**Stored records:**

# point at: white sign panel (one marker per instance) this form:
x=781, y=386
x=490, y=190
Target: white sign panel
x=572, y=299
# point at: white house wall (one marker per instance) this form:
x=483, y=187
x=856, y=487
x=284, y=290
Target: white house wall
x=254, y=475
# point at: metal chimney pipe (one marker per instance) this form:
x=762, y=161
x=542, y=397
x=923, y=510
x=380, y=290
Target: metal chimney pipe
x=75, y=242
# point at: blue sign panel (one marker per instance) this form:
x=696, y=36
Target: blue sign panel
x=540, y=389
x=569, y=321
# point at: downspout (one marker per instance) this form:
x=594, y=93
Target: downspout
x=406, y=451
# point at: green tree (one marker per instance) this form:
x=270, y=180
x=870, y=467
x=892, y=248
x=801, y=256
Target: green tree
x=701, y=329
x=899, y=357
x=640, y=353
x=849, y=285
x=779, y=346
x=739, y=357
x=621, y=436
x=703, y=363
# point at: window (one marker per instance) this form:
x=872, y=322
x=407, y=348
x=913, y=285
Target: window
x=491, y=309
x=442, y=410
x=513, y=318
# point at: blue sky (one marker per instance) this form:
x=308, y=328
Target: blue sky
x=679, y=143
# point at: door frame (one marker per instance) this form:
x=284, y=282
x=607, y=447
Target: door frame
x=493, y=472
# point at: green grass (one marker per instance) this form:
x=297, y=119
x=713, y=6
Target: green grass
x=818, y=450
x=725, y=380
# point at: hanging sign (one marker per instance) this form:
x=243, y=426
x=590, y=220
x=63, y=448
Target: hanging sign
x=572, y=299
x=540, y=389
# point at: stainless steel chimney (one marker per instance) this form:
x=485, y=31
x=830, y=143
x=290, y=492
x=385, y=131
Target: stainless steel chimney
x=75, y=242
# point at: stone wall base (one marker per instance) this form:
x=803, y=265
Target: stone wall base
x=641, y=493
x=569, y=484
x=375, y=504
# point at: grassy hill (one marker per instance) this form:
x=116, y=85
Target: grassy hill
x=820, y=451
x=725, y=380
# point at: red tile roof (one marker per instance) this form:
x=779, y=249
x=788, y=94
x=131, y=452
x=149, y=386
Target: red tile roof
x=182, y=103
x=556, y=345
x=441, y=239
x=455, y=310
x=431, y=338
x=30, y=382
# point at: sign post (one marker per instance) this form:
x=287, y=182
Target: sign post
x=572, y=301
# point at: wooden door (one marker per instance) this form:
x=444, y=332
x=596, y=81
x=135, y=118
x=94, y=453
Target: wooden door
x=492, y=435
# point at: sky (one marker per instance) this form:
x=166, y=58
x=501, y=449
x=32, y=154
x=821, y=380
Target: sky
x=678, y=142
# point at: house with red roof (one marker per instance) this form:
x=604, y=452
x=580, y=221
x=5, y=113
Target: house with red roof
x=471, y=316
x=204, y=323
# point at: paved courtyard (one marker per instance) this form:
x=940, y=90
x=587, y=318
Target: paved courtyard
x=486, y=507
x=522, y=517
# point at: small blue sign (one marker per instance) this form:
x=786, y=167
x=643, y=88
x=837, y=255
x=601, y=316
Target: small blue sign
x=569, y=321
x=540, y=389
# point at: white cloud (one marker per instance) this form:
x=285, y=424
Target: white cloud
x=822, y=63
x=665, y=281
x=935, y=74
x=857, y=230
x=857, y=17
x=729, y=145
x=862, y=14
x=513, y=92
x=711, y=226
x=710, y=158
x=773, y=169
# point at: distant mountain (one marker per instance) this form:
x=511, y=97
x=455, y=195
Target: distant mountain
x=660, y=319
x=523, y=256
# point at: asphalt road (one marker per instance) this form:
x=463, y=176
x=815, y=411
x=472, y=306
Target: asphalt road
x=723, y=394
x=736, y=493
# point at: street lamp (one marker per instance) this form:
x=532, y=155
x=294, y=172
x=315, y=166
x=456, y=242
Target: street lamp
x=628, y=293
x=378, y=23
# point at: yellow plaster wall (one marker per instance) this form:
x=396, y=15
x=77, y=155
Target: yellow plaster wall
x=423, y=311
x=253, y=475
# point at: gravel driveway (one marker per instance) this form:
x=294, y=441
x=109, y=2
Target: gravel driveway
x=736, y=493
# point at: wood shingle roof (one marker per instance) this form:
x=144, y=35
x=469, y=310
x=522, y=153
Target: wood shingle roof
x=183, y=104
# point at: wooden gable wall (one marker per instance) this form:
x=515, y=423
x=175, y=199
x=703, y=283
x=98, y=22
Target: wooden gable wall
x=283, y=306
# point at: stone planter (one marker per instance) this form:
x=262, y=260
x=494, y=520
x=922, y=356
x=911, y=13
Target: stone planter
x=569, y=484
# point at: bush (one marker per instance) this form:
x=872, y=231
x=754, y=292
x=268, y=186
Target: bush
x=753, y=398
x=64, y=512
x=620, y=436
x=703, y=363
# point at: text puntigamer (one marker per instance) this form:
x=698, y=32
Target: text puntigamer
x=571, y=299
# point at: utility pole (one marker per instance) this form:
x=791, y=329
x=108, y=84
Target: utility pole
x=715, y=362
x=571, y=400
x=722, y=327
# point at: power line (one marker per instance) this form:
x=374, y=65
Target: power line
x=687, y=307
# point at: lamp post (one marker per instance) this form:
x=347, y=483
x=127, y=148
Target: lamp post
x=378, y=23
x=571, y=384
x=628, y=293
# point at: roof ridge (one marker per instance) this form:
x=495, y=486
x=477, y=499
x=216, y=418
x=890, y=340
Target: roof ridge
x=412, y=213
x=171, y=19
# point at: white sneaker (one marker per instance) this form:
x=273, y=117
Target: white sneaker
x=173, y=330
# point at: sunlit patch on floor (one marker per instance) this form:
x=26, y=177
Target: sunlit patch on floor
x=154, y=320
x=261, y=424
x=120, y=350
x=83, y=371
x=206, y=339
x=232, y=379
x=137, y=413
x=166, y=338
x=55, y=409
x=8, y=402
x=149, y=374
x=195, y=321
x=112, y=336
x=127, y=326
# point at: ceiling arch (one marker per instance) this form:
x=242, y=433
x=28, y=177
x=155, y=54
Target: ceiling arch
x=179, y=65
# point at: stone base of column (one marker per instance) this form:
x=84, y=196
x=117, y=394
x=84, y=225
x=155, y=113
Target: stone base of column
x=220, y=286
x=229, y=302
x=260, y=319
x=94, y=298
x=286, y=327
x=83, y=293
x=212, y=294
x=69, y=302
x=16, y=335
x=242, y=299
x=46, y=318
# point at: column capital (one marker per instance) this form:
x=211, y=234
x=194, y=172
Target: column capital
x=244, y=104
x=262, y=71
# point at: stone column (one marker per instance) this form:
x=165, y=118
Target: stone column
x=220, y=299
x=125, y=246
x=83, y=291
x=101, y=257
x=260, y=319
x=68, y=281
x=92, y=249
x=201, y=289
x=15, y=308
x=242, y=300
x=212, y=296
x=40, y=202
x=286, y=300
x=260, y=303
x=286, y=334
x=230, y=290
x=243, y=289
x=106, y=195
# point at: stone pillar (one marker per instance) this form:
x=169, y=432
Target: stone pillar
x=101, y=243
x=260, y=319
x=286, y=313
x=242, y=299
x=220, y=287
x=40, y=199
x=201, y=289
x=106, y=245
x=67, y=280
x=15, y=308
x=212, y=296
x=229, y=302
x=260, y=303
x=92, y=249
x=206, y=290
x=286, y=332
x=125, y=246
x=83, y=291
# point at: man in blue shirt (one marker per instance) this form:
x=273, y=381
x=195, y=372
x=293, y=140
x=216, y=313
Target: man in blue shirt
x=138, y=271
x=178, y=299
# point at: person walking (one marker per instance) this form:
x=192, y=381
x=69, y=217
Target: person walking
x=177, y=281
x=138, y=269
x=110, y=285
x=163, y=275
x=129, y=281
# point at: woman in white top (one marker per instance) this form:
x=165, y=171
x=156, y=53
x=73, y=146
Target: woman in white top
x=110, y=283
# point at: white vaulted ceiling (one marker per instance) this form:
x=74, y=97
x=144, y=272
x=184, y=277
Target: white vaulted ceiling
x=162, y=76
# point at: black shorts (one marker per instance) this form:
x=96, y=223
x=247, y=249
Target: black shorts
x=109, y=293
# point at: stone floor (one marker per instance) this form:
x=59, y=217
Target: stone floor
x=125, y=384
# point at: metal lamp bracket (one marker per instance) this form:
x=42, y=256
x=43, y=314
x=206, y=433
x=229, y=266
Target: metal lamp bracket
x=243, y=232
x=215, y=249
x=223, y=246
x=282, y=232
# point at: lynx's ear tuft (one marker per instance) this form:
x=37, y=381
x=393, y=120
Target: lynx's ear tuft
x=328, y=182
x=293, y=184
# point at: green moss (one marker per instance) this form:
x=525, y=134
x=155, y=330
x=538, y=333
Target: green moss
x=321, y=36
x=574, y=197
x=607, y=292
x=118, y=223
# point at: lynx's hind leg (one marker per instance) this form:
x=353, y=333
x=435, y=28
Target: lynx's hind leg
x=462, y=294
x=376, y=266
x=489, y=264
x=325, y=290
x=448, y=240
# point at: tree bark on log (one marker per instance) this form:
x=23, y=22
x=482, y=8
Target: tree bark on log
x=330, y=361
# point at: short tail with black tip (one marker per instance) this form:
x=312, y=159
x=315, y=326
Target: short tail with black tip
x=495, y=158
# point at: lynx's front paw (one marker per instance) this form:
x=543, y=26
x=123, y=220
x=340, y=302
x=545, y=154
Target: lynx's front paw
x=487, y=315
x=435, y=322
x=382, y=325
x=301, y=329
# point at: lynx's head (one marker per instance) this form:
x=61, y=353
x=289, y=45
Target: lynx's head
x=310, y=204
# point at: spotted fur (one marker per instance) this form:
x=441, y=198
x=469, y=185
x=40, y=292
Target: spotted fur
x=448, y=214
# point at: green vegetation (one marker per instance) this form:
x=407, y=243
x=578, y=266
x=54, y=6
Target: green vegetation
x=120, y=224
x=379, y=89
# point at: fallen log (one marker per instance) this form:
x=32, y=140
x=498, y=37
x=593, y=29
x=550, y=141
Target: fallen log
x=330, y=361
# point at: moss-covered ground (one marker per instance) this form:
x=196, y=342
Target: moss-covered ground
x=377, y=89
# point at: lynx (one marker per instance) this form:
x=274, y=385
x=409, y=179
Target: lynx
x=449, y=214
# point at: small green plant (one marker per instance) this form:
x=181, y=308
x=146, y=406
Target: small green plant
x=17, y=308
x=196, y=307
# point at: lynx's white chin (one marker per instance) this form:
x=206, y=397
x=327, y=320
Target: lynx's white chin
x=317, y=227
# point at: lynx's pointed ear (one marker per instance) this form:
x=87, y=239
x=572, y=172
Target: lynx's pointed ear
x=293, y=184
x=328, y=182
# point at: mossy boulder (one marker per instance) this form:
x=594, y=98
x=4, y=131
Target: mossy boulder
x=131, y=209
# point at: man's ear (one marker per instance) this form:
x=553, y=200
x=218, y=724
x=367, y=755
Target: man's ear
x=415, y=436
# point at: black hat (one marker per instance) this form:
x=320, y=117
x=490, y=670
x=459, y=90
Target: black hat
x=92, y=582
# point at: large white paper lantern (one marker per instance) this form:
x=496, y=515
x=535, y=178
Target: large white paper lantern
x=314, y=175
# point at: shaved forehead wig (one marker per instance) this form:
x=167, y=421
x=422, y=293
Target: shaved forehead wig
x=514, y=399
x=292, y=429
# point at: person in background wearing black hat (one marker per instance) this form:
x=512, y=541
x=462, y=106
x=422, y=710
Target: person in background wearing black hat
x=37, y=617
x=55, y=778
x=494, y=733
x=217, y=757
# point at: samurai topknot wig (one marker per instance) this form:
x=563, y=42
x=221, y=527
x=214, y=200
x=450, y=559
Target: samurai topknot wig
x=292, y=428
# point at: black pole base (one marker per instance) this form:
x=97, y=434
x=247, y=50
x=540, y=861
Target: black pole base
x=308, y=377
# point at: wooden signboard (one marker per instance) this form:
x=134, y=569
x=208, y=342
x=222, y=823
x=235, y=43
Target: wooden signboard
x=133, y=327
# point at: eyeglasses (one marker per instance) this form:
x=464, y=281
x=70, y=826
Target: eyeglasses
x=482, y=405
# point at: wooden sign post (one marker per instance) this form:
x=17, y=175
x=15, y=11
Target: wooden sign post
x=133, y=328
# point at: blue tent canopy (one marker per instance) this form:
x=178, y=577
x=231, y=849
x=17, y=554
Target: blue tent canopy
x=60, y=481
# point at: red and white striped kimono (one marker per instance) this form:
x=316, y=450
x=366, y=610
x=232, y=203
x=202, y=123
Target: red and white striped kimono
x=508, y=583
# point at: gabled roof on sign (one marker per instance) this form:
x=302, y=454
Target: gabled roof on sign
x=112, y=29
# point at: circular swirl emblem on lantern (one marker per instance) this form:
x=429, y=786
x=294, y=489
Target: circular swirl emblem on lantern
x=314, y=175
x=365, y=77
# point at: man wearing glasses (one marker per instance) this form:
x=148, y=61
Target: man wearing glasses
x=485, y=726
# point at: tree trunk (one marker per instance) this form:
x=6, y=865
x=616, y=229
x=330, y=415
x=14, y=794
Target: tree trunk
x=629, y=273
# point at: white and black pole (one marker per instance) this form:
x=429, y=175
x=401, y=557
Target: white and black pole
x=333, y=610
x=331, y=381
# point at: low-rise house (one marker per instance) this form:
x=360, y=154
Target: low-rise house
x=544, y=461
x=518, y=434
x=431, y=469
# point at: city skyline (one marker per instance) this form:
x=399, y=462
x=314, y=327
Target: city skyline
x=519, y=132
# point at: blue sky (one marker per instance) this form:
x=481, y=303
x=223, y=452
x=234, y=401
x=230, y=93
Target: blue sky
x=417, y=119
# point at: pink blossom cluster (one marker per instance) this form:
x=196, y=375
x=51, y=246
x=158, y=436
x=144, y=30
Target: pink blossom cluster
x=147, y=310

**Exercise description:**
Reproduce, word for word, the lines of the material between the line holding "# point at: red and" and the line holding "x=629, y=273", inclusive, and output nothing else.

**Solution to this exercise:**
# point at: red and white striped kimono (one marker per instance) this form:
x=316, y=450
x=366, y=610
x=232, y=203
x=202, y=123
Target: red and white striped kimono
x=508, y=583
# point at: gabled roof on sign (one marker per instance) this form:
x=302, y=454
Target: gabled roof on sign
x=112, y=29
# point at: circular swirl emblem on lantern (one marker per instance) this form:
x=429, y=786
x=294, y=489
Target: circular swirl emblem on lantern
x=314, y=175
x=365, y=77
# point at: man wearing glasses (one marker per instance) this form:
x=148, y=61
Target: man wearing glasses
x=485, y=726
# point at: tree trunk (one marker per instance) this form:
x=6, y=865
x=616, y=229
x=330, y=415
x=14, y=794
Target: tree trunk
x=629, y=273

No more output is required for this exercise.